ARTÍCULO -
----

Documentaries are a dialogue with reality, both in what they say and show as well as in what they keep silent. 

La persona que realiza un documental decide qué muestra y su
audiencia, qué espera. Dos ejemplos recientes sirven de ilustración para
esta premisa.

 Jericó, el infinito vuelo de los días es
un documental de la colombiana Catalina Mesa que se estrenó el mes
pasado en las salas de cine colombiano. Muestra este pueblo antioqueño
de colores, con  lindas fachadas y clima envidiable que se adorna con
mujeres mayores viudas o solteras. Como dice la promoción de la película
en una de sus siete razones para convencer a la audiencia: “Representa
una nueva mirada de nuestra cultura antioqueña y colombiana a través de
un lente femenino. Es una narración hecha desde la intimidad y la
poesía, que celebra el espíritu y la sabiduría femenina de nuestro país,
y que ofrece una mirada positiva y sensible de lo que somos”.

Y a
fé que es una mirada femenina y positiva. En la plaza y las calles
empedradas, mientras las señoras toman helado o juegan cartas y oyen
música, hablan, chismosean y se protegen con la religión católica, los
curas y las camándulas.  Las tías son tiernas y se ven felices, mientras
se visitan y adornan con aretes.   La decisión de la realizadora fue
solo poner el foco en esta postal.  Optó por no criticar el machismo o
el racismo paisas y colombianos que les impidieron a las mujeres cumplir
sus sueños.  Decidió no hacer ninguna reflexión sobre el rol de cuidado
que se les impone a las mujeres y las obliga a velar por otros a costa
de sus propios sacrificios.  Eligió mostrar sólo un Jericó. Pero, una
cosa es el documental que uno quiere ver y otro el que te muestran.

El
otro caso es todo lo contrario.  Dice mucho sin filmar directamente. Me
refiero al documental que pasaron recientemente en el Festival
Internacional de Cine de Cali:  Patria (Irak, año cero) del franco-iraquí Abbas Fahdel.

----

REGISTROS EXTRAÍDOS -
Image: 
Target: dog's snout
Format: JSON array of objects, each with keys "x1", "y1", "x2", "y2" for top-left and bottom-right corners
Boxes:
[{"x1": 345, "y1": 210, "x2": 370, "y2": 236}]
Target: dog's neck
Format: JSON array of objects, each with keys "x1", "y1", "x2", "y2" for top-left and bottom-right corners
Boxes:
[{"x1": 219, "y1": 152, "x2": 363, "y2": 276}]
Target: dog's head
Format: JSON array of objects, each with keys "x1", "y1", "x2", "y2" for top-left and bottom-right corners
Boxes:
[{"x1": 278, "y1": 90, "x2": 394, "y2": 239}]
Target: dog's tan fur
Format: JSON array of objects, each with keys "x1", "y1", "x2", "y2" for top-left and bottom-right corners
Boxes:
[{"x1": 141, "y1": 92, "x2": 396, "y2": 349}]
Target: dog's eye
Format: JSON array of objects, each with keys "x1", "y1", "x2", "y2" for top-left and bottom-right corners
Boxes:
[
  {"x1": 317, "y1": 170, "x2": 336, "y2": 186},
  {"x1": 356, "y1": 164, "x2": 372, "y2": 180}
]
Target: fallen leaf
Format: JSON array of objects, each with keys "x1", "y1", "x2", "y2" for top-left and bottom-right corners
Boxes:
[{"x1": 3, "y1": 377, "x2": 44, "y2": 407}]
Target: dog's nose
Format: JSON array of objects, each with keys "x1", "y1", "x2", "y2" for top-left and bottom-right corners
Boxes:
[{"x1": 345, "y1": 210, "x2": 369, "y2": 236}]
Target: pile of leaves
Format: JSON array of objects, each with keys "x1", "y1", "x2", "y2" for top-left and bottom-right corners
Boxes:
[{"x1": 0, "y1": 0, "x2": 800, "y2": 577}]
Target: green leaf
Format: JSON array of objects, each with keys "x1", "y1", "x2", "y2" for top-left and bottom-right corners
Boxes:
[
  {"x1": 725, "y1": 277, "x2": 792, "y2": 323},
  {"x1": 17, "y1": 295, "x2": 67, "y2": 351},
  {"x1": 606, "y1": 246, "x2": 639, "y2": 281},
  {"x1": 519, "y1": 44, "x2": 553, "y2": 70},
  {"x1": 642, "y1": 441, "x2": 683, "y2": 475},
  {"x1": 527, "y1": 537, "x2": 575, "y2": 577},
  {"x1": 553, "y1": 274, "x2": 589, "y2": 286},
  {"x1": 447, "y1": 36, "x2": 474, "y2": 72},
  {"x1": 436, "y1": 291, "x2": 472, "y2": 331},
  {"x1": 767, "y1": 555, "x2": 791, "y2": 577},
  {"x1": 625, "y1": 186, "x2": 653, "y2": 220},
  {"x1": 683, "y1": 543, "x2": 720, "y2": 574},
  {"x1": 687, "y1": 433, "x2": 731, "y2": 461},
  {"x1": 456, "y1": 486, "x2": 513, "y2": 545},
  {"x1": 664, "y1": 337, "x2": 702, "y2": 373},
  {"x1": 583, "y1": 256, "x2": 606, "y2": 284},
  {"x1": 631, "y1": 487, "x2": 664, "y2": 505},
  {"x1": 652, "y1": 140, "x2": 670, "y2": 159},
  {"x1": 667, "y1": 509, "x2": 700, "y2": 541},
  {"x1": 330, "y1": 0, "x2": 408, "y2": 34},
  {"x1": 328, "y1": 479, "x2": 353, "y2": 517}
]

----

QUÉ ENTREGAR -
Responde con base en el artículo sobre documentales:
(a) ¿Quién realizó "Jericó, el infinito vuelo de los días" y de qué nacionalidad es?
(b) ¿Cuántas razones ofrece la promoción de esa película para convencer a la audiencia?
(c) ¿En qué festival se pasó "Patria (Irak, año cero)"?

SOLUCIÓN DEL EJERCICIO -
(a) La colombiana Catalina Mesa.
(b) Siete.
(c) En el Festival Internacional de Cine de Cali.